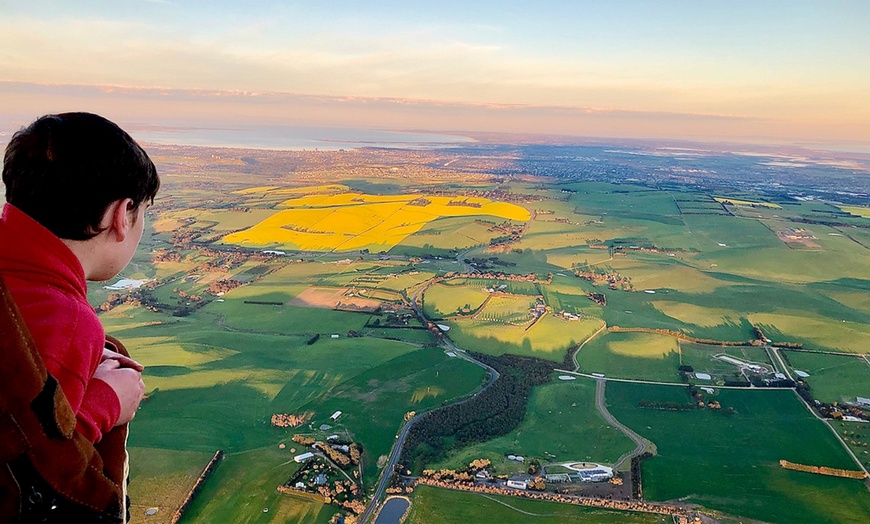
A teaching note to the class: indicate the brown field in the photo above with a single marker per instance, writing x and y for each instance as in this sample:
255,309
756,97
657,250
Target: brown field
334,298
322,297
807,242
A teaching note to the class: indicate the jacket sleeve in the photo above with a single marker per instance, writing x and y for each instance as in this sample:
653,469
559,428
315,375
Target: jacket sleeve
99,410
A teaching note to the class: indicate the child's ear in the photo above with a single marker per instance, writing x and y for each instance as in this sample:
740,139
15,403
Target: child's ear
120,217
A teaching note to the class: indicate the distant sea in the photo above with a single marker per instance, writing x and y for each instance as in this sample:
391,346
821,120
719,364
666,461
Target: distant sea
290,137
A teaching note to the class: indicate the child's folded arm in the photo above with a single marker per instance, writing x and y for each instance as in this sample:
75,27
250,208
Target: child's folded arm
99,412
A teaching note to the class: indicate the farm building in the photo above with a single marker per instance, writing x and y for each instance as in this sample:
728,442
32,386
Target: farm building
519,481
303,457
599,474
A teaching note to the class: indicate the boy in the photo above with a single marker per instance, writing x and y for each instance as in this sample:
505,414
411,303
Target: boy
77,187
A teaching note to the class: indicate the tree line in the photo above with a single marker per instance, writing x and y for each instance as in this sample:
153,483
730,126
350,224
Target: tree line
496,411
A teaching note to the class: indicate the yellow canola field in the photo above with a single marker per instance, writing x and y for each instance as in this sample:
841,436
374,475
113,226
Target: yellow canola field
255,190
351,221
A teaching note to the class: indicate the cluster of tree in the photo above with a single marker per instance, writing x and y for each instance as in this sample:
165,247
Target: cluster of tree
496,411
286,420
823,470
598,298
602,276
206,473
487,263
224,285
165,255
666,406
636,479
303,440
479,464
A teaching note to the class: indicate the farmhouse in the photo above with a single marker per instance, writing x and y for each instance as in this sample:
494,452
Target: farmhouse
519,481
599,474
303,457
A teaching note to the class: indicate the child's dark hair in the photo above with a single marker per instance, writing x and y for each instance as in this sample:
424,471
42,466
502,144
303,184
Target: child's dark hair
64,170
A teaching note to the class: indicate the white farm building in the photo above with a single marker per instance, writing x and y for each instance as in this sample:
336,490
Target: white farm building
303,457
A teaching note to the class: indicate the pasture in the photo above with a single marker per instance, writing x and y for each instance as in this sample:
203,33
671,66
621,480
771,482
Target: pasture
161,478
431,504
833,378
243,485
730,463
549,338
702,359
561,424
452,297
639,356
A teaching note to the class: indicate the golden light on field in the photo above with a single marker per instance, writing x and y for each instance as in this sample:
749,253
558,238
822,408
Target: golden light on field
330,218
860,211
736,202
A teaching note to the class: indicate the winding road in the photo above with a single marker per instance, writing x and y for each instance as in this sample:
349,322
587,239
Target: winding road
599,403
388,470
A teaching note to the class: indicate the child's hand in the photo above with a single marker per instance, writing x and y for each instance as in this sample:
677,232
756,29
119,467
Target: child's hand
127,384
123,361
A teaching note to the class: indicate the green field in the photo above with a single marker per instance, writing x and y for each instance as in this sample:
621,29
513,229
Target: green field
441,505
450,298
702,359
833,378
161,478
561,425
215,374
632,355
731,463
549,338
243,485
374,402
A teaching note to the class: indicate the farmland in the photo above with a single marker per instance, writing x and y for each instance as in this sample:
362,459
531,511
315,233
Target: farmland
439,505
731,462
343,221
295,294
833,378
583,435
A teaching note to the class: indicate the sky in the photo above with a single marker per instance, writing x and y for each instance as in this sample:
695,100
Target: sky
779,71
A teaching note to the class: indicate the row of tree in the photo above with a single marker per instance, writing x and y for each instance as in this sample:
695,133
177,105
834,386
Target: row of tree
496,411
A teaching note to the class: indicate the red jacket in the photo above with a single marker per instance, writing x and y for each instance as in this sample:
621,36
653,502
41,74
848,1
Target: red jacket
48,284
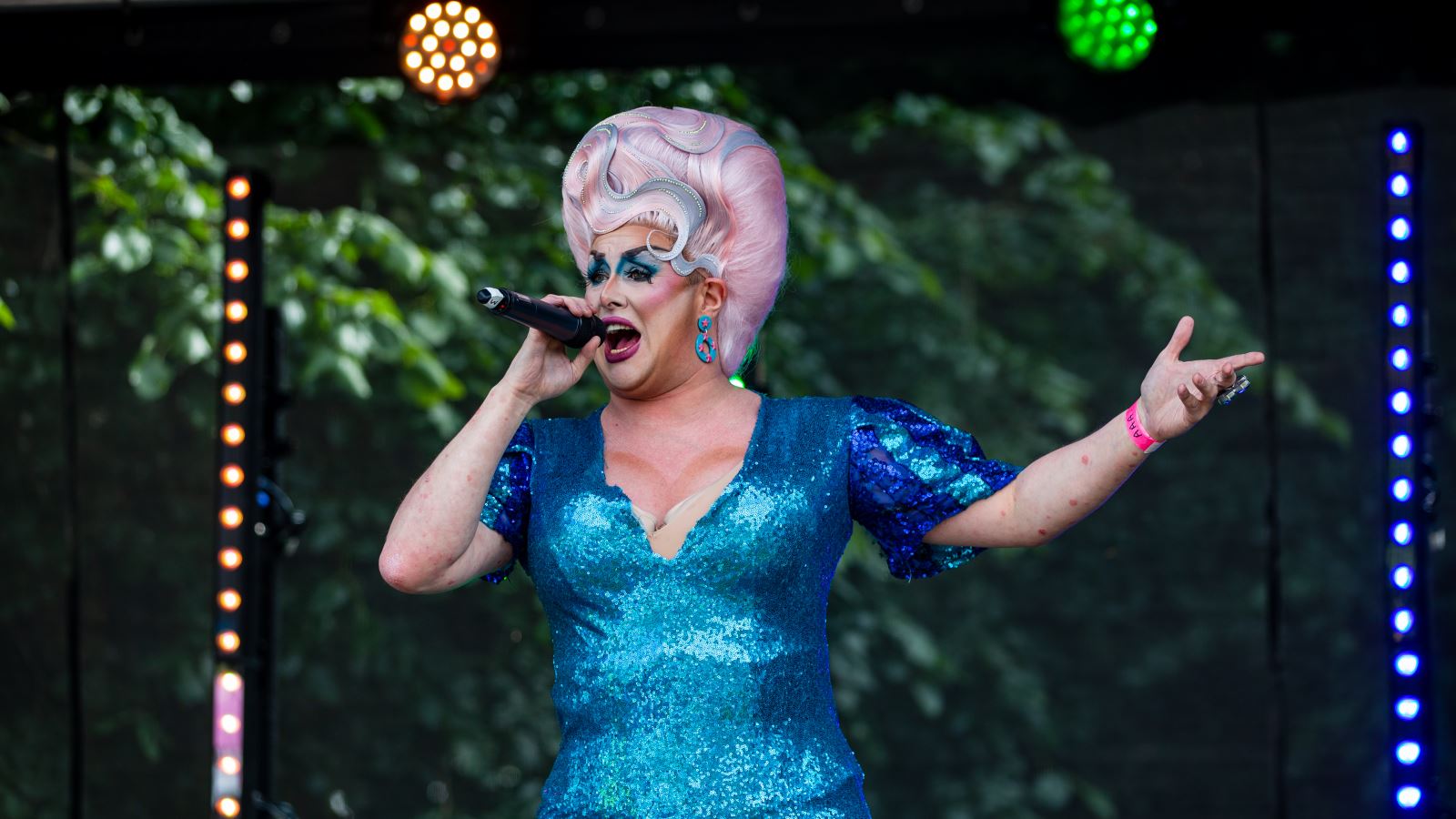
━━━━━━
Given task
In how many lines of the listing above does the word "farmland" appear? Reply with the number alone.

Complete response
2